**Exercise details**. Please restate each entry exactly, without skipping any.

*** Entries shown ***

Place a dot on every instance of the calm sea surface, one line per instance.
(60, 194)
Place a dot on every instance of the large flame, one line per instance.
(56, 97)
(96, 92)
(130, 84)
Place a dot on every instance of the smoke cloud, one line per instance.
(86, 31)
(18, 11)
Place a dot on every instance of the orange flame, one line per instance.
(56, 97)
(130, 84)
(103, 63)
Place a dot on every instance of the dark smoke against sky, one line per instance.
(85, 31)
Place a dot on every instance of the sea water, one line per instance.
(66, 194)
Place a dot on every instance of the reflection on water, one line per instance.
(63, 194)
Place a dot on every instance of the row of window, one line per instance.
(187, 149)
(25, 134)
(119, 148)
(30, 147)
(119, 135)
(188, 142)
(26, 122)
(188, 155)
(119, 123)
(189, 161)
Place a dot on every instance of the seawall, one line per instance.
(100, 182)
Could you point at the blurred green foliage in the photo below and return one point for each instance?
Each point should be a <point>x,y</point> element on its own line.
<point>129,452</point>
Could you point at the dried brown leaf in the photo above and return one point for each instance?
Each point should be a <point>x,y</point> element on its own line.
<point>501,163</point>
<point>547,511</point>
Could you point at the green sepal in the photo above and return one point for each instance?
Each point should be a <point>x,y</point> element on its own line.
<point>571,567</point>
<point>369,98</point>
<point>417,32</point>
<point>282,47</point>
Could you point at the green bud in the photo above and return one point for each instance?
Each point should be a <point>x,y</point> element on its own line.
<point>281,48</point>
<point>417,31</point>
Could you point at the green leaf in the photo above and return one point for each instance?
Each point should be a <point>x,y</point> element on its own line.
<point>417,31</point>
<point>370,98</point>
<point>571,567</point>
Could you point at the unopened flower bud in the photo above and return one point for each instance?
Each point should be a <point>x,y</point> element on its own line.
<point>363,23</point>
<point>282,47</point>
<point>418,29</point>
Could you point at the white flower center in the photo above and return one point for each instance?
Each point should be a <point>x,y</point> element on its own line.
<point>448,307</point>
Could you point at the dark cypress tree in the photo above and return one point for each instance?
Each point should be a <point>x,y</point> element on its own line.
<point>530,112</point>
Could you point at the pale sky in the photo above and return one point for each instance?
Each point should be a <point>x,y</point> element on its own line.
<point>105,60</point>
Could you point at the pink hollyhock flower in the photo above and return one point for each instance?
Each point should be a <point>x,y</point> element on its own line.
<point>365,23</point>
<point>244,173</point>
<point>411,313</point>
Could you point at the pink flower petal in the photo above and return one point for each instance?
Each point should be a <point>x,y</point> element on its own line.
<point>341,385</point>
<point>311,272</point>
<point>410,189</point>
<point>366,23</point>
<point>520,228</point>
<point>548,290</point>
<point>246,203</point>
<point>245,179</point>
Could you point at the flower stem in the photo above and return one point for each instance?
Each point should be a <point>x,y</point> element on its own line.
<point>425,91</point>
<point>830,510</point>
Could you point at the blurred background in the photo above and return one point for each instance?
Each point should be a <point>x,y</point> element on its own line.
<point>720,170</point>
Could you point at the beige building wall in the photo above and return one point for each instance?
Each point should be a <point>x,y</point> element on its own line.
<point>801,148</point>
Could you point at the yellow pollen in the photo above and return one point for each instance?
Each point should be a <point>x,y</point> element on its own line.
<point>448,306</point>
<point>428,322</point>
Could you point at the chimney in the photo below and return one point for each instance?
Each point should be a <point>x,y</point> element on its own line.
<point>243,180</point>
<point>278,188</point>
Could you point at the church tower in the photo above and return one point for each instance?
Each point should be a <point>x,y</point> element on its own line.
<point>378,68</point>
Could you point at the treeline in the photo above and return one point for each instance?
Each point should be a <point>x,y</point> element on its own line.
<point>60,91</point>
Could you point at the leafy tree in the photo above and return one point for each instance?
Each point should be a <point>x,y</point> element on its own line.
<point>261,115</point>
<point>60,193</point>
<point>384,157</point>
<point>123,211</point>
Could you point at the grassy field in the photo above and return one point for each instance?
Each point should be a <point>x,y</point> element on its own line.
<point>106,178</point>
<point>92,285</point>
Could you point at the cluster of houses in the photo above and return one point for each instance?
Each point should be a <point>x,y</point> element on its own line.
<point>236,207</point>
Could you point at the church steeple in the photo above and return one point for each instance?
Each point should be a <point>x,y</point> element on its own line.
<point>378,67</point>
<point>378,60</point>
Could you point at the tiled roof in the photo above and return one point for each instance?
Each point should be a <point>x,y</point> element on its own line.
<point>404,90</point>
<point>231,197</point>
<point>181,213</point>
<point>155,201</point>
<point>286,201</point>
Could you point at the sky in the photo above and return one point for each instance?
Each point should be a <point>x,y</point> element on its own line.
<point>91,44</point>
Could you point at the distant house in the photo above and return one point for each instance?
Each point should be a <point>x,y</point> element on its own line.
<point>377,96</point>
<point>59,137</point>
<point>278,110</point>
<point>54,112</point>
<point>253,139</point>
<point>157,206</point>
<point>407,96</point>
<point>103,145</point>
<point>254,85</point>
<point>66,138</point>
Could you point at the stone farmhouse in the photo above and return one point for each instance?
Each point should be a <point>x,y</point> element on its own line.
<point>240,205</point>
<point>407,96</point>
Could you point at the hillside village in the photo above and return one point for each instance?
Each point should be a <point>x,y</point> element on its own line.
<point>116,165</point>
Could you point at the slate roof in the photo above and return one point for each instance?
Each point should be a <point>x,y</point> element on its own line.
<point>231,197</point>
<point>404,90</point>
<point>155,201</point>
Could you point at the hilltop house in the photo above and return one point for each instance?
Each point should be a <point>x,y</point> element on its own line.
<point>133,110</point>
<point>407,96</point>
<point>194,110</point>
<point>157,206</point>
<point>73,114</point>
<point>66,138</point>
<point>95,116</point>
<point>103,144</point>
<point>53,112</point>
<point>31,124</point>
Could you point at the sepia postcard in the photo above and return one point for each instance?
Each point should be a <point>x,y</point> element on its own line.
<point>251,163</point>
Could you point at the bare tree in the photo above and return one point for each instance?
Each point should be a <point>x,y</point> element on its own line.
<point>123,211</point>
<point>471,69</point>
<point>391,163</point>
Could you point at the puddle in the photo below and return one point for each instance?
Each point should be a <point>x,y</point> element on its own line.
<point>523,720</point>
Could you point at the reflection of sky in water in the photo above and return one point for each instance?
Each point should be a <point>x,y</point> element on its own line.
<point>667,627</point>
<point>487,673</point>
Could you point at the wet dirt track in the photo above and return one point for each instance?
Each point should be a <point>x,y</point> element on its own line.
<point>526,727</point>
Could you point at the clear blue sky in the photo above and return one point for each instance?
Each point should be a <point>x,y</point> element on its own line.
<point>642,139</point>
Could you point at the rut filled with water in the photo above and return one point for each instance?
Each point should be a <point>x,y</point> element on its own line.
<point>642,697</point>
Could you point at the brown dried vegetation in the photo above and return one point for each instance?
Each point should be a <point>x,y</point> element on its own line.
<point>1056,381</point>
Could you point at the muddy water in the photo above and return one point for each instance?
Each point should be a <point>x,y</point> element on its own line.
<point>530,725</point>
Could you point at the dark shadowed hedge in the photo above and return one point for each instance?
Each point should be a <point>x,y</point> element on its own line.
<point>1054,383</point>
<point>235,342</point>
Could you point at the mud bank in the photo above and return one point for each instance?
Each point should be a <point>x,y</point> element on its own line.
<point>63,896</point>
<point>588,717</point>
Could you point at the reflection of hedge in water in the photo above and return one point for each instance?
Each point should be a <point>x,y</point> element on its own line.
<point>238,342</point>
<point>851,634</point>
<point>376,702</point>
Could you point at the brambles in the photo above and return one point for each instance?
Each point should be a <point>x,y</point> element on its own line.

***

**Solution for this problem**.
Place a dot on every instance of the calm sea surface, one line per instance.
(60, 194)
Place a dot on every instance of the large flame, one line per instance.
(56, 97)
(96, 92)
(130, 84)
Place a dot on every instance of the smoke cloud, one line per instance.
(86, 31)
(18, 11)
Place a dot on every instance of the orange flame, one line per instance.
(56, 97)
(130, 84)
(103, 63)
Place a dot on every instance of the dark smoke against sky, one line per instance.
(85, 31)
Place a dot on every instance of the sea water, one line per instance.
(66, 194)
Place a dot on every instance of the reflection on water, one line per instance.
(63, 194)
Place a dot on every instance of the row of window, one line per instance.
(187, 149)
(25, 134)
(119, 148)
(30, 147)
(119, 135)
(188, 142)
(26, 122)
(188, 155)
(119, 123)
(189, 161)
Place a dot on every instance of the seawall, one line per instance.
(100, 182)
Could you point at the blurred green foliage in the photo below and return one point for each instance?
Each point should be a <point>x,y</point> element on its own line.
<point>129,452</point>
Could you point at the dried brown leaf in the photo above and return one point for each instance?
Each point should be a <point>x,y</point> element on its own line.
<point>501,163</point>
<point>547,511</point>
Could you point at the green sepal in the photo above and return one point for each instance?
Each point should be a <point>x,y</point> element on its own line.
<point>571,567</point>
<point>369,98</point>
<point>417,32</point>
<point>282,47</point>
Could you point at the green bud in the photo above and return one point for each instance?
Each point should be a <point>x,y</point> element on its own line.
<point>281,48</point>
<point>417,31</point>
Could you point at the green leaf in the photo above and return one point for each instance?
Each point should be a <point>x,y</point> element on its own line.
<point>417,31</point>
<point>370,98</point>
<point>571,567</point>
Could you point at the unopened flower bud in the photo above and return one point for each instance?
Each point should be a <point>x,y</point> element on its own line.
<point>363,23</point>
<point>282,47</point>
<point>418,29</point>
Could you point at the white flower center in the photo above and return one point for each instance?
Each point should be a <point>x,y</point> element on its own line.
<point>448,307</point>
Could you point at the dark cypress tree in the photo above and return one point for each instance?
Each point should be a <point>x,y</point> element on its own line.
<point>530,112</point>
Could you point at the pale sky in the photo above and return one point for each instance?
Each point should be a <point>x,y</point> element on its own line.
<point>105,60</point>
Could you point at the pink hollyhock flower in the photo above and return one point for each instance?
Each point should be a <point>x,y</point> element on its own line.
<point>365,23</point>
<point>244,173</point>
<point>411,313</point>
Could you point at the pink flower petal in the photo above and return one point for each instance?
Each point should be a <point>x,y</point> element on its own line.
<point>341,385</point>
<point>311,272</point>
<point>410,189</point>
<point>366,23</point>
<point>520,228</point>
<point>548,290</point>
<point>246,203</point>
<point>245,179</point>
Could you point at the flower stem in the photo above and return one point for each instance?
Each point should be a <point>x,y</point> element on its own line.
<point>425,91</point>
<point>830,510</point>
Could you point at the blurred background in the photo above and return one point for each instance?
Each point should be a <point>x,y</point> element on its own line.
<point>720,170</point>
Could you point at the beige building wall in the photo above and return one point for each instance?
Each point should be a <point>x,y</point> element on its own line.
<point>801,148</point>
Could you point at the yellow pollen in the photo above and return one point for each instance?
Each point should be a <point>x,y</point> element on its own line.
<point>448,306</point>
<point>428,322</point>
Could you point at the chimney in the photo below and return one point for each instance?
Each point should be a <point>x,y</point> element on its own line.
<point>243,180</point>
<point>278,188</point>
Could you point at the church tower in the photo above and return one point for each instance?
Each point should be a <point>x,y</point> element on its own line.
<point>378,68</point>
Could you point at the treeline in the photo above and return one point for each instance?
Each point should be a <point>x,y</point> element on its own line.
<point>60,91</point>
Could you point at the leafy tree in the photo above and return one point for each instance?
Each point should be a <point>x,y</point> element on its own line.
<point>261,115</point>
<point>60,193</point>
<point>384,157</point>
<point>123,211</point>
Could you point at the grassy field in the photo above and return one point for each instance?
Each point should be a <point>x,y</point> element on its own line.
<point>106,178</point>
<point>92,285</point>
Could you point at the cluster of houses in the photo above and return one point for each instance?
Each point should be a <point>x,y</point> element on its own line.
<point>236,207</point>
Could you point at the church steeple in the photo above and return one point for each instance?
Each point should be a <point>x,y</point> element on its own line.
<point>378,67</point>
<point>378,60</point>
Could you point at the tiled roof in the photo above and return one point for each instance?
Each point should be a <point>x,y</point> element on its own line.
<point>404,90</point>
<point>231,197</point>
<point>181,213</point>
<point>155,201</point>
<point>286,201</point>
Could you point at the sky in the photo above and return one point for each instance?
Each point should be a <point>x,y</point> element on its own line.
<point>91,44</point>
Could you point at the distant house in the photo above and return one point for each instance?
Each point should be a <point>x,y</point> element on its own line.
<point>377,96</point>
<point>59,137</point>
<point>278,110</point>
<point>54,112</point>
<point>253,139</point>
<point>157,206</point>
<point>407,96</point>
<point>103,145</point>
<point>254,85</point>
<point>66,138</point>
Could you point at the stone farmhouse in the photo above and return one point for each instance?
Each point should be a <point>x,y</point> element on its own line.
<point>240,205</point>
<point>407,96</point>
Could you point at the hillside village in the photo above and return one point for each instance?
Each point should be a <point>x,y</point> element on its own line.
<point>116,165</point>
Could you point at the slate roof in the photo above and return one point for each instance?
Each point should be a <point>x,y</point> element on its own line.
<point>231,197</point>
<point>404,90</point>
<point>155,201</point>
Could you point at the hilltop house in the photo above and return one point for each instance?
Each point should be a <point>x,y</point> element on its own line.
<point>133,110</point>
<point>407,96</point>
<point>194,110</point>
<point>157,206</point>
<point>73,114</point>
<point>66,138</point>
<point>95,116</point>
<point>103,144</point>
<point>53,112</point>
<point>31,124</point>
Could you point at the sepia postcard in the photo above and return one point for each instance?
Each point should be a <point>x,y</point> element on its own line.
<point>251,163</point>
Could you point at the bare tree in the photo above and return one point for each instance?
Each point should be a <point>x,y</point> element on its own line.
<point>123,211</point>
<point>471,69</point>
<point>391,163</point>
Could you point at the puddle in the photo below and return one point for each instance?
Each point should be a <point>x,y</point> element on its own line.
<point>523,720</point>
Could you point at the reflection of sky in water in the photo above and return one point for each instance?
Each point should be a <point>x,y</point> element on its own line.
<point>667,627</point>
<point>487,673</point>
Could you point at the wet dirt track in the photo above and return one point for each instance?
Each point should be a <point>x,y</point> element on its own line.
<point>526,727</point>
Could you point at the clear blue sky in the photo above and return one point for each instance?
Each point should be a <point>x,y</point> element on its own line.
<point>642,139</point>
Could you point at the rut filled with water in the photo above and return one point for each instance?
Each point should be a <point>x,y</point> element on its own line.
<point>642,697</point>
Could you point at the brown dried vegetation in the photo above and return one point for each instance?
Each point should be a <point>x,y</point> element on its own line.
<point>1056,381</point>
Could you point at the muddy water in the photo above and return one point for each instance?
Each point should be a <point>x,y</point> element on its own line.
<point>530,725</point>
Could you point at the dark shadowed hedge in the photo above and return one point for each instance?
Each point should be a <point>x,y</point> element on its own line.
<point>1054,383</point>
<point>235,342</point>
Could you point at the mud bank in the photo above and return one point for each instance?
Each point should be a <point>x,y</point> element on its own line.
<point>63,896</point>
<point>588,717</point>
Could you point at the reflection of hedge in water in the photo above and return one point for each instance?
Each point should be a <point>x,y</point> element on its own line.
<point>238,342</point>
<point>851,634</point>
<point>376,702</point>
Could you point at the brambles in the photo above and return one point for each instance?
Each point should be a <point>x,y</point> element on its own line.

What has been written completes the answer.